[DATA FOR ANALYSIS — start]

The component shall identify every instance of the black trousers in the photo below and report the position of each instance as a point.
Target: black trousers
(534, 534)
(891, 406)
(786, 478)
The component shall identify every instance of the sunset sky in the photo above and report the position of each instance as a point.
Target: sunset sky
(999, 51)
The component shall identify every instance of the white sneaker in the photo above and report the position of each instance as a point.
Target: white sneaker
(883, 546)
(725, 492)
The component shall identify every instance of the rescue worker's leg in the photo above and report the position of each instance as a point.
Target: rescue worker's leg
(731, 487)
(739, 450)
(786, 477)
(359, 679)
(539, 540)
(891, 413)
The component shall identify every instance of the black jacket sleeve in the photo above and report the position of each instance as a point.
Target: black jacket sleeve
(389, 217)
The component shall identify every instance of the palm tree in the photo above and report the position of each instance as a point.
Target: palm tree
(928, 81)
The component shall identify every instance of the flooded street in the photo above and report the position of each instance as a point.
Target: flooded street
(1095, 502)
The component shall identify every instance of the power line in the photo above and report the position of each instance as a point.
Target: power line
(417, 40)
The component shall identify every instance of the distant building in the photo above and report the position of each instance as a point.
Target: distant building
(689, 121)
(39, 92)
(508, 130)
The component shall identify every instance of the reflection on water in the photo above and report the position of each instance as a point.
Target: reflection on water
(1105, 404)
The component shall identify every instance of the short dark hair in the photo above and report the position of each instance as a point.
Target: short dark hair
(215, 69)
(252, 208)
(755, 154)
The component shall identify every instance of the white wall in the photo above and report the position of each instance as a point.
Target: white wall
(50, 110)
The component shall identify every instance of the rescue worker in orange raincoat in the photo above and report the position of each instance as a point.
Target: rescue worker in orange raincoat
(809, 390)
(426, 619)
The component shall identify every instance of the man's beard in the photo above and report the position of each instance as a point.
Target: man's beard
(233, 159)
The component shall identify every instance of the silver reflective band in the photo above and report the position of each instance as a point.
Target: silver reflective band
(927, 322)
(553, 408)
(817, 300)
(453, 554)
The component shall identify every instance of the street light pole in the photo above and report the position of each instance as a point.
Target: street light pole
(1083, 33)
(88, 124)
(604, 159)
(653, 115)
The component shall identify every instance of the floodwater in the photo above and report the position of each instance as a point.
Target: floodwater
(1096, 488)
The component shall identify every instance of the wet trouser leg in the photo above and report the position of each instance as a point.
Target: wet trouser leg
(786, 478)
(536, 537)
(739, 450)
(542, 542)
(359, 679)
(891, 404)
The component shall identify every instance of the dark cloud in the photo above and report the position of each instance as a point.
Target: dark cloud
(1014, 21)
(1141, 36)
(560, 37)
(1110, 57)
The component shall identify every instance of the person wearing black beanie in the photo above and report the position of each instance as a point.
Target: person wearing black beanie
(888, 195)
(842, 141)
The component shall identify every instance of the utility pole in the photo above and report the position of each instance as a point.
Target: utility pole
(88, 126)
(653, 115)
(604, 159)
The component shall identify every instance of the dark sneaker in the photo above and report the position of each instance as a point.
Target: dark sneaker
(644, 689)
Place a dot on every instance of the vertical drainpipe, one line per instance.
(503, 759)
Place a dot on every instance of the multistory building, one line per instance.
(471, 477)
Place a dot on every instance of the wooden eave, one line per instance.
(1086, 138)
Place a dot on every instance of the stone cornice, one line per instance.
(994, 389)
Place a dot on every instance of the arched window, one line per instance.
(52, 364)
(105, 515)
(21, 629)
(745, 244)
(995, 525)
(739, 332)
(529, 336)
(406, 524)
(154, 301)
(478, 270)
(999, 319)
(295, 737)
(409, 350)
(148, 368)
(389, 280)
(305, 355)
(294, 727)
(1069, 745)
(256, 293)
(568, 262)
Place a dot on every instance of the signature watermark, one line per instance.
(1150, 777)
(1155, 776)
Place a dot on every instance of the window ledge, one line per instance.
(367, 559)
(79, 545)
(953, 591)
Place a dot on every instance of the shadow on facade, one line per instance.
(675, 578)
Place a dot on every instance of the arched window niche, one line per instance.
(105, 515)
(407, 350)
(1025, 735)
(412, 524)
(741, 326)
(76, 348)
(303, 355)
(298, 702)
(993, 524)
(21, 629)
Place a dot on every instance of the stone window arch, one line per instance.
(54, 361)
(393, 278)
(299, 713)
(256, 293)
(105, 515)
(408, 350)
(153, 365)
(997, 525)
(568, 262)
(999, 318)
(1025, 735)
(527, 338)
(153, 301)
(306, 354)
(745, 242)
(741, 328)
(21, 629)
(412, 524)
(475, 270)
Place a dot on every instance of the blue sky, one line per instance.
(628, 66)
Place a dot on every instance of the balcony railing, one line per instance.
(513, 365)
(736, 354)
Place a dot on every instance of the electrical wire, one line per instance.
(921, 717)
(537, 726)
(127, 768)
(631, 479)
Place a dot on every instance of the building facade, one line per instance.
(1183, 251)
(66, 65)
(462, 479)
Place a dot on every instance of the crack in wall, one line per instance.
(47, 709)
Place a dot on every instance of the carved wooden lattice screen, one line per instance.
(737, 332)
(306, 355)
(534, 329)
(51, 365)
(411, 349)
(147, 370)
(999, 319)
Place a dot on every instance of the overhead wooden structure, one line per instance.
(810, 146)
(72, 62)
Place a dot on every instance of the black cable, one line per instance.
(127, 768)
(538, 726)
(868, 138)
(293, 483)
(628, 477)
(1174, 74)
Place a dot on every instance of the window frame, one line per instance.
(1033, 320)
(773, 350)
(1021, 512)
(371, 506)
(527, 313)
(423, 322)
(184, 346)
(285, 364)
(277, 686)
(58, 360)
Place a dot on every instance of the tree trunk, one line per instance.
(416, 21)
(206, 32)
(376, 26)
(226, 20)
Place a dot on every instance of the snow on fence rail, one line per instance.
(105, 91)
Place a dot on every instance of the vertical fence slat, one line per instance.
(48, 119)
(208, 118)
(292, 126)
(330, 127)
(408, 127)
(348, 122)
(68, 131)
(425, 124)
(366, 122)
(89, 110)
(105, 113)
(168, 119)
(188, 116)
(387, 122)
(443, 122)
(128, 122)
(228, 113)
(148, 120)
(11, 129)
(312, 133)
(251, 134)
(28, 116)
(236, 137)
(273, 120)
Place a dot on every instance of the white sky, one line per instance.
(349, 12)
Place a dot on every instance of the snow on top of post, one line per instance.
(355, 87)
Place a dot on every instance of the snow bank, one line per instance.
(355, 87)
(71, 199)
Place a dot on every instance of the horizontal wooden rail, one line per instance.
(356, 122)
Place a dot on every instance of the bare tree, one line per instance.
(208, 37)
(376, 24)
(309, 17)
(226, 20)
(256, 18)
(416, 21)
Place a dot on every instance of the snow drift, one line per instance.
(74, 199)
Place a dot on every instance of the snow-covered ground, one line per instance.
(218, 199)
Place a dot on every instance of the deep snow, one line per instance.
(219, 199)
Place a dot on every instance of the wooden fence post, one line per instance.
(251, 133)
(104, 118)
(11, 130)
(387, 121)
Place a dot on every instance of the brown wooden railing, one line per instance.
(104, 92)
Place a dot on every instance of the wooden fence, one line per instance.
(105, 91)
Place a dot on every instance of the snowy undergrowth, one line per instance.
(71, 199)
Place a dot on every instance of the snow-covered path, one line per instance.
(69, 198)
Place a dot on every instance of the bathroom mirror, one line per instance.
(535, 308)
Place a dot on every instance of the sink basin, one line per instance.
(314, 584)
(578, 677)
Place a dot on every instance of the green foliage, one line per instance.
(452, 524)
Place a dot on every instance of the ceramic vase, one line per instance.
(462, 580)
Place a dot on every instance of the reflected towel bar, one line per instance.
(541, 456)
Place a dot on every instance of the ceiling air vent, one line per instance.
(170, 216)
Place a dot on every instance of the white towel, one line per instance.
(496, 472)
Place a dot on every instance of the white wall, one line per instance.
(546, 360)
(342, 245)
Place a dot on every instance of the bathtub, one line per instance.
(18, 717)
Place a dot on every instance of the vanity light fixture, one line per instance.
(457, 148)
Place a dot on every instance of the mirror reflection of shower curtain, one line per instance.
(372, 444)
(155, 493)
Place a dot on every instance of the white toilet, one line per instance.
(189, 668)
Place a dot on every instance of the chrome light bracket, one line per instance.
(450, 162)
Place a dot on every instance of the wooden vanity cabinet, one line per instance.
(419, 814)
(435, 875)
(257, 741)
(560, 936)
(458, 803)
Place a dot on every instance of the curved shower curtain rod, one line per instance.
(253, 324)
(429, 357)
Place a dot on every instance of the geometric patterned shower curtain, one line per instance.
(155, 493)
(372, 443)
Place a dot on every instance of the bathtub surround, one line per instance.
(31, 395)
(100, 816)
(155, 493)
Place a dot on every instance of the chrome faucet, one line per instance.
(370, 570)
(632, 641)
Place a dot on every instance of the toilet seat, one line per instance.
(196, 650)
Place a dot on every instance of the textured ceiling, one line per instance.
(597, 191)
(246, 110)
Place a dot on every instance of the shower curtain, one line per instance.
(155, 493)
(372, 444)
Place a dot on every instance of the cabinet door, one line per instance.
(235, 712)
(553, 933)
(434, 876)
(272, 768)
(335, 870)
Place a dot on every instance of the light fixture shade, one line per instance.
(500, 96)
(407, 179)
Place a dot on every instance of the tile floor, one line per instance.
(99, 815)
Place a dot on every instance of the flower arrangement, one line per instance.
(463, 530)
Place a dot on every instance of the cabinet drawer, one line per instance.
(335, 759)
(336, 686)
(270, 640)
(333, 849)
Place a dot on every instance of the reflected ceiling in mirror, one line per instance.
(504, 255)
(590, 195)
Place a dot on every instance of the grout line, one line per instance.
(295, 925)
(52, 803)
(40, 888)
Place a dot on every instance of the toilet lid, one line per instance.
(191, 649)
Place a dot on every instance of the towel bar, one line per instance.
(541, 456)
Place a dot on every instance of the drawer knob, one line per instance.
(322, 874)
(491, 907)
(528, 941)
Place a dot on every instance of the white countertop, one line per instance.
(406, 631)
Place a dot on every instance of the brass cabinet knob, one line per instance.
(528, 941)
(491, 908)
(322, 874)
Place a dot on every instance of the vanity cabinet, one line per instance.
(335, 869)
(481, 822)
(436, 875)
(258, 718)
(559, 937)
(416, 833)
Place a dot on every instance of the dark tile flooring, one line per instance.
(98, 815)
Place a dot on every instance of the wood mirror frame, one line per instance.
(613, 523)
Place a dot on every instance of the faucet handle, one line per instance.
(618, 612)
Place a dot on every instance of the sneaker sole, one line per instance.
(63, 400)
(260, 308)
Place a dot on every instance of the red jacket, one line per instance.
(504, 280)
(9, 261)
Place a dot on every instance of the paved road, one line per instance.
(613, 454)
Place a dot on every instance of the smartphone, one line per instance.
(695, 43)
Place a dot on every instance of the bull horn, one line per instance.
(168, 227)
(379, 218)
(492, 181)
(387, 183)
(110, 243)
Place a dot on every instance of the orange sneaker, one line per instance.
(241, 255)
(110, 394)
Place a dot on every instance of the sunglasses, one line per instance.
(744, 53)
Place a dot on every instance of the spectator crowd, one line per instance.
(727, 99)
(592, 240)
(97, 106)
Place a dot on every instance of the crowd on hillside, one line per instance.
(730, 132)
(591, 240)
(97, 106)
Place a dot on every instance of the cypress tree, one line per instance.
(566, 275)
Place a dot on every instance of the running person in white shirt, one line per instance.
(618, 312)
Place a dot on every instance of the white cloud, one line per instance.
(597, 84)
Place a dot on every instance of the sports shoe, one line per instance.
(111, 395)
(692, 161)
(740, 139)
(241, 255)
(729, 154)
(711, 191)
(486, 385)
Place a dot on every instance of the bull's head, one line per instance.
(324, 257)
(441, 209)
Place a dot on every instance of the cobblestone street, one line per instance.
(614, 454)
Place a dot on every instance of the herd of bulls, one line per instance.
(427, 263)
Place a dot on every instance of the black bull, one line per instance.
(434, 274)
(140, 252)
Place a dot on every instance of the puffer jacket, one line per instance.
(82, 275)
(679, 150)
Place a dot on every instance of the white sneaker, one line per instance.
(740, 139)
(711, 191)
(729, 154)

[DATA FOR ANALYSIS — finish]

→ **WHAT TO DO**
Only the line that contains "Place a dot on every instance of the sports" and the lines after it, through the end of the data above, are to be repeated exactly.

→ **SOLUTION FOR THIS PROBLEM**
Place a dot on every instance of the sports shoe, one line per instance.
(111, 395)
(692, 161)
(740, 139)
(241, 255)
(729, 154)
(711, 191)
(486, 385)
Place a dot on every instance of the bull's head, one line per instance.
(324, 257)
(441, 209)
Place a dot on every instance of the cobblestone street, one line per instance.
(614, 454)
Place a dot on every instance of the herd of bulls, one line per instance.
(427, 263)
Place a dot on every instance of the black bull, one line per instance.
(434, 274)
(140, 252)
Place a dot on every instance of the puffer jacket, one line per instance.
(82, 275)
(679, 150)
Place a dot on every instance of the white sneaker, one line per instance.
(740, 139)
(711, 191)
(729, 154)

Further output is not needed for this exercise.